About this exercise: Return the stretch of the book listing below from "And coming in" through "this short book.", copied word for word.

Passage shown:
[Start of section]

Rebecca Tuhus-Dubrow, Personal Stereo (September 2017)
Rebecca Tuhus-Dubrow investigates the personal stereo’s influence on public space, our relationship to electronic personal devices, and the fears and exhilaration induced by new technologies (as well as the nostalgia attached to old ones).
And coming in 2018:
Susan Harlan, Luggage (March 2018)
You can’t think about travel without thinking about luggage. And baggage has baggage. Luggage reflects on pilgrimages and wars, the Grand Tour, ocean crossings mythologized by Hollywood, a lost era of train travel, and the rise of mass tourism. Mary Poppins had a carpetbag out of which she could pull anything her heart desired. Sir Arthur Conan Doyle owned a steamer trunk with a fold-out desk. Countless suitcases are transported all over the world everyday. They are stolen, exchanged, and lost. A suitcase contains so much, and Susan Harlan unpacks it in this short book.
Carol J. Adams, Burger (March 2018)

[End of section]

Data listing:
[Start of section]

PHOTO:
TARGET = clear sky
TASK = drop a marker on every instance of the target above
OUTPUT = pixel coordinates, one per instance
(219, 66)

[End of section]
[Start of section]

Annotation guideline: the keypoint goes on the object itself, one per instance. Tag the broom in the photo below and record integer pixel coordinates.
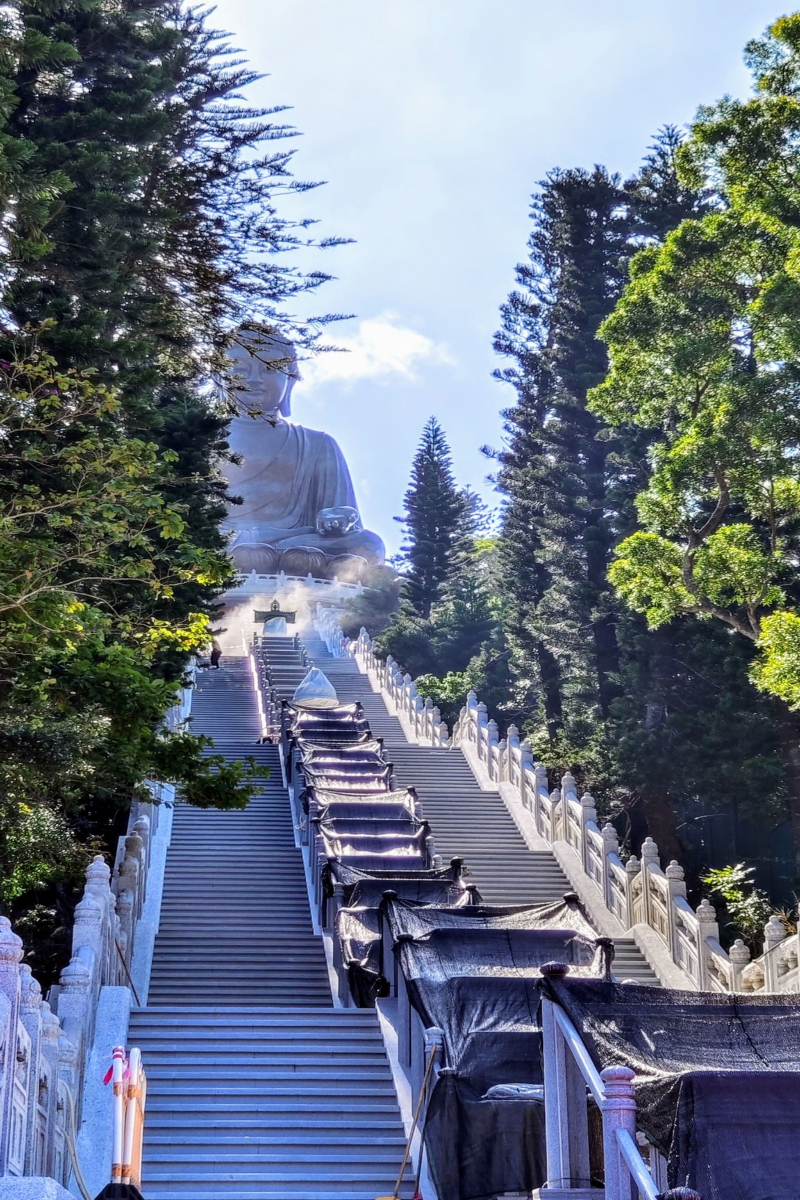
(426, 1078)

[End of section]

Exercise result:
And coming in 2018:
Susan Harlan, Luggage (March 2018)
You can’t think about travel without thinking about luggage. And baggage has baggage. Luggage reflects on pilgrimages and wars, the Grand Tour, ocean crossings mythologized by Hollywood, a lost era of train travel, and the rise of mass tourism. Mary Poppins had a carpetbag out of which she could pull anything her heart desired. Sir Arthur Conan Doyle owned a steamer trunk with a fold-out desk. Countless suitcases are transported all over the world everyday. They are stolen, exchanged, and lost. A suitcase contains so much, and Susan Harlan unpacks it in this short book.